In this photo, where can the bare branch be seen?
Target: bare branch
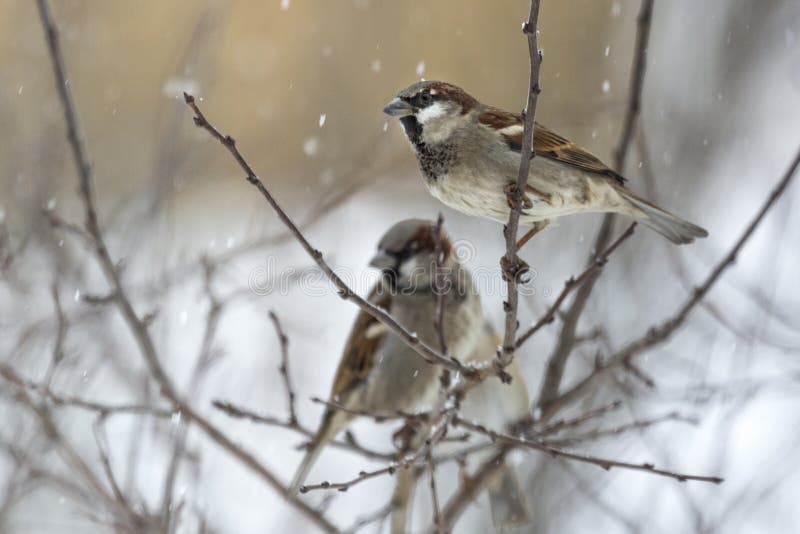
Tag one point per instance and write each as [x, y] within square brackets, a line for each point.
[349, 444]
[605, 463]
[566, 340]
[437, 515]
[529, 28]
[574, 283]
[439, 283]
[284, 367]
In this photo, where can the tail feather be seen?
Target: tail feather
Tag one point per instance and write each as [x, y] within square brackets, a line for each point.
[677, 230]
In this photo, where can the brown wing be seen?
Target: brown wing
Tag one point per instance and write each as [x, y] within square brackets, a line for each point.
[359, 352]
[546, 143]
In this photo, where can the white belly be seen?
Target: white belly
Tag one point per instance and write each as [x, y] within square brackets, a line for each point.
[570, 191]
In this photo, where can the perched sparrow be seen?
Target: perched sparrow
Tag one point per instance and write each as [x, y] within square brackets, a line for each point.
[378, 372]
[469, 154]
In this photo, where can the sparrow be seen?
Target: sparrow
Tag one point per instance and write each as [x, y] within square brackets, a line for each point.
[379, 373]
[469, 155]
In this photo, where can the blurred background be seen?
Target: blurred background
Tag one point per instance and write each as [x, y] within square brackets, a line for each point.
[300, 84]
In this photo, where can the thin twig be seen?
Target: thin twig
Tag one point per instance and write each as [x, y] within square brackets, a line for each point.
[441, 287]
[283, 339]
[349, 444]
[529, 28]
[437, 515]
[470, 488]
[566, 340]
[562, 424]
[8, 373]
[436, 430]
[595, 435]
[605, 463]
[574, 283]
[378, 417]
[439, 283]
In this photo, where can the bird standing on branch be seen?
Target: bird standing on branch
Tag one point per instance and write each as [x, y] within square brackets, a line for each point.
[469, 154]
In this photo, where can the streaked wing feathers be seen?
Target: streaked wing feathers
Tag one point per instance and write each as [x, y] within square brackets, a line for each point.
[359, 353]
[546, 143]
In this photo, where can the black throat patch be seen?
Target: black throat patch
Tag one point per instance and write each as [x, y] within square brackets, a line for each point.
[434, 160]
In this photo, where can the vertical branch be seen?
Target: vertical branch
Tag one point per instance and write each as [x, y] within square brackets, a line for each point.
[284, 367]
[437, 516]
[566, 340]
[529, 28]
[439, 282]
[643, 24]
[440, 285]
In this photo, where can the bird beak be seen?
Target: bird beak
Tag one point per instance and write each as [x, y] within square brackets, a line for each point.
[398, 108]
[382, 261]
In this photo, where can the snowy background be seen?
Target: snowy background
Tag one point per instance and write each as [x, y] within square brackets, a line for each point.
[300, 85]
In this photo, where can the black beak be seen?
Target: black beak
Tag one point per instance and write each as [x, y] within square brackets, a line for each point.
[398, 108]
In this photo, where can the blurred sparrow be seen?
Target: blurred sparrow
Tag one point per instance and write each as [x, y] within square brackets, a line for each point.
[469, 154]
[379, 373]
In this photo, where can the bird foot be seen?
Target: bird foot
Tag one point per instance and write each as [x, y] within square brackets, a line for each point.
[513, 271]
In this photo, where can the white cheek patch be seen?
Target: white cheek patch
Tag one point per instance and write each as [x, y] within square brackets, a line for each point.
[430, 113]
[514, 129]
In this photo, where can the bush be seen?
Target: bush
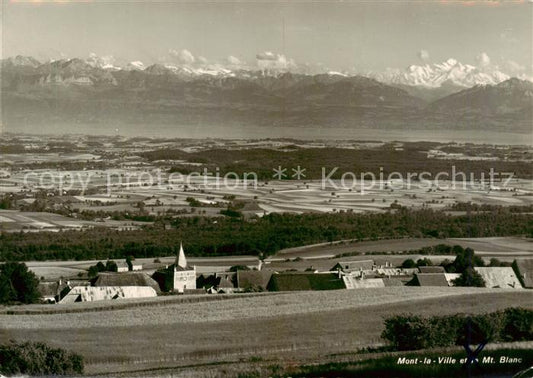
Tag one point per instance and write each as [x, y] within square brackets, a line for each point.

************

Please transcribe the lines from the one containing "In this photo, where can the bush be seen?" through the end of the data, leaving out the pictures.

In this photo, where can the bush be seen?
Target: bush
Tag one point per instance and write each as [x, y] within square brackets, a line for each point.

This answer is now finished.